(PROMPT A): In the excerpt on holmium laser treatment of the prostate, what was the reoperation rate in the 7-year HoLAP follow-up?
(PROMPT B): From the excerpt on holmium laser treatment of the prostate, transcribe the passage that opens with the words "This type of" and closes with "9.0 to 24.8 mL/sec.".

(PAGE EXCERPT):
━━━━━━━━━━━━━━━━━━━━
This type of treatment can also be applied to large prostates. A total of 43 patients with prostates larger than 100 g were treated by Ho : YAG prostate resection. The mean catheter time was 19.7 hours, and the mean hospitalization time was 28.4 hours. At 6 months follow-up the AUASI score had improved from 23.5 to 2.8 and the PFR increased from 9.0 to 24.8 mL/sec.

The Ho : YAG laser has been used in both smaller and larger prostates. These are several descriptions of holmium laser enucleation of the prostate (HoLEP) in this context. Thirty-eight men with a mean prostatic volume of less than 60 mL were treated as day cases (Larner et al, 2003). This treatment was found to be safe and effective with outcomes equivalent to those expected from TURP, but it must be remembered that this was not a comparative trial. In another study, Ho : YAG laser bladder neck incision was compared with HoLEP as an outpatient procedure (Aho et al, 2005). HoLEP was superior in producing relief of obstruction, and fewer patients required recatheterization or reoperation. Catheter time, hospital stay, and postoperative morbidity were found to be similar. Both techniques were believed to be effective, but the bladder neck incision was quicker to perform. Using the slightly older holmium technology, holmium laser ablation of the prostate (HoLAP), there was a 7-year follow-up from a study of 79 patients (Tan et al, 2003a). Only 43% of the sample were available for follow-up, the mean AUA score of the remainder was 10.0, and the mean PFR was 16.8 mL/sec. The reoperation rate was 15%.
━━━━━━━━━━━━━━━━━━━━
(INFORMATION PROVIDED):
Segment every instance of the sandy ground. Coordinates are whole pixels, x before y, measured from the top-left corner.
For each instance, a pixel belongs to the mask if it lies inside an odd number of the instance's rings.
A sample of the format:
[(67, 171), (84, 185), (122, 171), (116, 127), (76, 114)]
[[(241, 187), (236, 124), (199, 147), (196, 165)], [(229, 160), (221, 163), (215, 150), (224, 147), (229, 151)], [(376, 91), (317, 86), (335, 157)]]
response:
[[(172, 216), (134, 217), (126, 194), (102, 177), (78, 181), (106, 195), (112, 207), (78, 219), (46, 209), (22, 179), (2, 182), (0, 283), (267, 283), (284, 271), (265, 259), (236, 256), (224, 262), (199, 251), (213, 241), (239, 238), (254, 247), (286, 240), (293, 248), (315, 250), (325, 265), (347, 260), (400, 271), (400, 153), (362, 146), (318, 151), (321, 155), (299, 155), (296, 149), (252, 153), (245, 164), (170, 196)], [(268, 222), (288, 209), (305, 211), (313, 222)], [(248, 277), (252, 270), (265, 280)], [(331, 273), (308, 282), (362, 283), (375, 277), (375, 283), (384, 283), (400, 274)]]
━━━━━━━━━━━━━━━━━━━━
(YOUR SOLUTION A): The reoperation rate was 15%.

(YOUR SOLUTION B):
This type of treatment can also be applied to large prostates. A total of 43 patients with prostates larger than 100 g were treated by Ho : YAG prostate resection. The mean catheter time was 19.7 hours, and the mean hospitalization time was 28.4 hours. At 6 months follow-up the AUASI score had improved from 23.5 to 2.8 and the PFR increased from 9.0 to 24.8 mL/sec.